▸ Texto fornecido
□ □ □ □ □ □ □

Review: Grama – Keum Suk Gendry Kim

ALERTA DE GATILHO

A guerra Sino-Japonesa deixa feridas abertas até hoje nos países envolvidos e dentre essas feridas, uma das mais sensíveis é sem dúvida a das “mulheres conforto,” termo amplamente utilizado para se referir às mulheres que foram escravas sexuais dos soldados do exército imperial japonês. Calcula-se que cerca de 200 mil mulheres foram feitas escravas entre 1937 até 1945. Em sua maior parte coreanas e chinesas.

É exatamente essa questão que o manhwa Grama, escrito por Keum Suk Gendry Kim aborda. Grama conta a história real de Ok-sun Lee, sequestrada aos 15 anos, levada da Coreia até a China sob domínio japonês e feita escrava sexual.

□ □ □ □ □ □ □

▸ Registros extraídos
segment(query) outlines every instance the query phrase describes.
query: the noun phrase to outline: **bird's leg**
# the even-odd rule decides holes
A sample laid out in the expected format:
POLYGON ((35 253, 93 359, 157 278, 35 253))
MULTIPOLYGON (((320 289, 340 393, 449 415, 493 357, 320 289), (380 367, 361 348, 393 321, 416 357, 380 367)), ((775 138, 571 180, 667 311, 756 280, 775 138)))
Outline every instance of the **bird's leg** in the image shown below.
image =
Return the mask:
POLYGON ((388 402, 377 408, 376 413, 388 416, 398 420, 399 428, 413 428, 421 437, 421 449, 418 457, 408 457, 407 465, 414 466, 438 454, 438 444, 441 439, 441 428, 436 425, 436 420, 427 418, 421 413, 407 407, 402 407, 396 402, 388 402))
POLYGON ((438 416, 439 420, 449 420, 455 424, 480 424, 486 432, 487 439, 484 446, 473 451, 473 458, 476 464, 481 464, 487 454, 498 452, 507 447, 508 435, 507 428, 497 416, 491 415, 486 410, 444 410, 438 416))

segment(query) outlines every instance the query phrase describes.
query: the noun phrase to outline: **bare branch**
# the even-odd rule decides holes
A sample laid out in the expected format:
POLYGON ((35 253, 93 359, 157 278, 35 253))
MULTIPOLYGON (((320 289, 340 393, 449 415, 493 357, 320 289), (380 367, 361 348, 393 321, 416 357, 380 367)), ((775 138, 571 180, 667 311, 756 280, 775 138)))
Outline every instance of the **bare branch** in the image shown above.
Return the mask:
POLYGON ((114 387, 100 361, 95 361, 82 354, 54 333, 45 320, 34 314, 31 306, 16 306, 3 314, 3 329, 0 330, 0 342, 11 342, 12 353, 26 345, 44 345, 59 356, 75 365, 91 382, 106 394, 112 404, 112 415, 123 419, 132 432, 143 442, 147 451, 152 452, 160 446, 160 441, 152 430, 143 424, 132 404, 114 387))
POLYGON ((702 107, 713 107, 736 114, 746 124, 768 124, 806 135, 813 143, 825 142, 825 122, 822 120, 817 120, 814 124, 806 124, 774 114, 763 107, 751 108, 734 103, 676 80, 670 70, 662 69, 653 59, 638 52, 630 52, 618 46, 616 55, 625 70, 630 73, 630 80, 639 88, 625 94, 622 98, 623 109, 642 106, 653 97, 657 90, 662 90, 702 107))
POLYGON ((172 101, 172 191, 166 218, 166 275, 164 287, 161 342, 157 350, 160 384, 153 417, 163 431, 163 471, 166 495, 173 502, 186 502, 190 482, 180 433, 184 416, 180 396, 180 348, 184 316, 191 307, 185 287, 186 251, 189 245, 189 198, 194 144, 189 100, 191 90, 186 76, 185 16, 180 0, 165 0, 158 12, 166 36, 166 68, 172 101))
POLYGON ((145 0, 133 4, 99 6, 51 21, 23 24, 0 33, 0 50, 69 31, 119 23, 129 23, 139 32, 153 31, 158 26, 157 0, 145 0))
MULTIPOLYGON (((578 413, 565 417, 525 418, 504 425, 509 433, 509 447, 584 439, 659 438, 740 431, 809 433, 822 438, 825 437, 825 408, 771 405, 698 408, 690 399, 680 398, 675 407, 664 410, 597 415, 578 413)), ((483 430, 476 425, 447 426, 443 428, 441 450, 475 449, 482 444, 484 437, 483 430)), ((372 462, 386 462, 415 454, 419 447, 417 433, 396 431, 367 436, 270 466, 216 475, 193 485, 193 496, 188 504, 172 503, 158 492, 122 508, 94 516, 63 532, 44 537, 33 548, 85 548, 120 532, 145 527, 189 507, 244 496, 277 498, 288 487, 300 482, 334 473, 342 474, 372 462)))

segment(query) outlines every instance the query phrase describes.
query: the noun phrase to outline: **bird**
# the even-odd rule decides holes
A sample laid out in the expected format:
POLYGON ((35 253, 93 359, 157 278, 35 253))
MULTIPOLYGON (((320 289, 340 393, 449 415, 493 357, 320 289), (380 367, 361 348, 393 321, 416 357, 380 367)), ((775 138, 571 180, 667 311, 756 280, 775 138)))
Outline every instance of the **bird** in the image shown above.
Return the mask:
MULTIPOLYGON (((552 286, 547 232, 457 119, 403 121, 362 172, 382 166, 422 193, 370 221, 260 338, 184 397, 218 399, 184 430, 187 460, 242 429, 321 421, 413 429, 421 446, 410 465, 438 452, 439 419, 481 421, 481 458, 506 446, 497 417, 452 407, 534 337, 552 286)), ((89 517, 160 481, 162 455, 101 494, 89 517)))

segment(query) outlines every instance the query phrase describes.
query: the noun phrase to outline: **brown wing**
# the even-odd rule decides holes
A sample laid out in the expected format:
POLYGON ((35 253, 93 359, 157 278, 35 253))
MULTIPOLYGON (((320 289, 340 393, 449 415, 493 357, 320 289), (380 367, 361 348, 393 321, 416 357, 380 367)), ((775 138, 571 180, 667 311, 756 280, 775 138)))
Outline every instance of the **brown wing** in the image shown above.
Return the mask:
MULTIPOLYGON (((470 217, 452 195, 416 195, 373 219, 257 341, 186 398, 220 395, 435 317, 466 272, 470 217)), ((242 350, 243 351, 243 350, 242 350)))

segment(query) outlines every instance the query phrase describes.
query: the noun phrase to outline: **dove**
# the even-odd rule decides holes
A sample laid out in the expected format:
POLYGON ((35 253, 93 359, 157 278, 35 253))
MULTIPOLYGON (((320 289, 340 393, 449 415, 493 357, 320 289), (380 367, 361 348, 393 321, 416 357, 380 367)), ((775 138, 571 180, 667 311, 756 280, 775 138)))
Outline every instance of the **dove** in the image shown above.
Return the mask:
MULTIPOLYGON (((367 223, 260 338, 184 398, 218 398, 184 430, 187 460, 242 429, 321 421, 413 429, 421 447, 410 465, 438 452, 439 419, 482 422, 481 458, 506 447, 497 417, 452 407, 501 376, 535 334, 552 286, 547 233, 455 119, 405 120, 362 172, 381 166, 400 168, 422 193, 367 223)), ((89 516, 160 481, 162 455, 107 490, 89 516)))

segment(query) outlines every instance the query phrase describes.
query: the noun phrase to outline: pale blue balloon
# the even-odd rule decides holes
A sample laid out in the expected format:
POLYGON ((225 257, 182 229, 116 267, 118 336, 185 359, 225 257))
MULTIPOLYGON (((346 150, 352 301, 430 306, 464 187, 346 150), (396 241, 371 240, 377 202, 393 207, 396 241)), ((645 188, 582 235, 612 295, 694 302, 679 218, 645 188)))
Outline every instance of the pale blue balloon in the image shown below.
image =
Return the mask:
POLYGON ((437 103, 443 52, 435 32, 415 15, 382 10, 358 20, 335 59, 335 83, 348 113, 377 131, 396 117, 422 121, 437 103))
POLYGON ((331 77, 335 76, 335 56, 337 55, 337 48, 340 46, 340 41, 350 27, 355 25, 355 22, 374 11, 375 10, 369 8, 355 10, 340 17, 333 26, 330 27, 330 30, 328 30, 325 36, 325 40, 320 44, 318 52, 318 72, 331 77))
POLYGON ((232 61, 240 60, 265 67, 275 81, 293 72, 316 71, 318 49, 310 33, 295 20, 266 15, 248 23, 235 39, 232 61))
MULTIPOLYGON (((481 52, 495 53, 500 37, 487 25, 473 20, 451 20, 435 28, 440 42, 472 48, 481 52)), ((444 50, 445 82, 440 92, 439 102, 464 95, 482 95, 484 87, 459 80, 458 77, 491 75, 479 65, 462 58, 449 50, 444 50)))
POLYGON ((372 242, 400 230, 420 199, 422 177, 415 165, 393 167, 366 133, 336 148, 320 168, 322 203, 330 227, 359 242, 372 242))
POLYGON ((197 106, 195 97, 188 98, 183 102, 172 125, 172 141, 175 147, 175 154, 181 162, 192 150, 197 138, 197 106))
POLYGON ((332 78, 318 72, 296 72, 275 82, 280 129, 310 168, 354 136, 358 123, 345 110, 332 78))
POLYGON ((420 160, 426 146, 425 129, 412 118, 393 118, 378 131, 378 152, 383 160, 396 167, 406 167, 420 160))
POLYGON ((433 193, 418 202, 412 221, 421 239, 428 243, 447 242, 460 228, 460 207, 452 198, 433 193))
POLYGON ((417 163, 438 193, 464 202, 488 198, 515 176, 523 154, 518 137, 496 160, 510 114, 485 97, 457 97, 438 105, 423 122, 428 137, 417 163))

□ □ □ □ □ □ □

▸ Instruções
[1] Repita o trecho da resenha sobre Grama que vai de "A guerra Sino-Japonesa" até "feita escrava sexual.", incluindo este último.
[2] Liste todos os números que aparecem na resenha sobre Grama.
[3] Resuma em duas frases a resenha sobre Grama.

▸ Respostas em ordem
[1]
A guerra Sino-Japonesa deixa feridas abertas até hoje nos países envolvidos e dentre essas feridas, uma das mais sensíveis é sem dúvida a das “mulheres conforto,” termo amplamente utilizado para se referir às mulheres que foram escravas sexuais dos soldados do exército imperial japonês. Calcula-se que cerca de 200 mil mulheres foram feitas escravas entre 1937 até 1945. Em sua maior parte coreanas e chinesas.

É exatamente essa questão que o manhwa Grama, escrito por Keum Suk Gendry Kim aborda. Grama conta a história real de Ok-sun Lee, sequestrada aos 15 anos, levada da Coreia até a China sob domínio japonês e feita escrava sexual.

[2]
200 mil
1937
1945
15

[3] A resenha apresenta o manhwa Grama, escrito por Keum Suk Gendry Kim. A obra aborda a questão das “mulheres conforto”, escravas sexuais dos soldados do exército imperial japonês na guerra Sino-Japonesa, por meio da história real de Ok-sun Lee, sequestrada aos 15 anos e levada da Coreia até a China sob domínio japonês.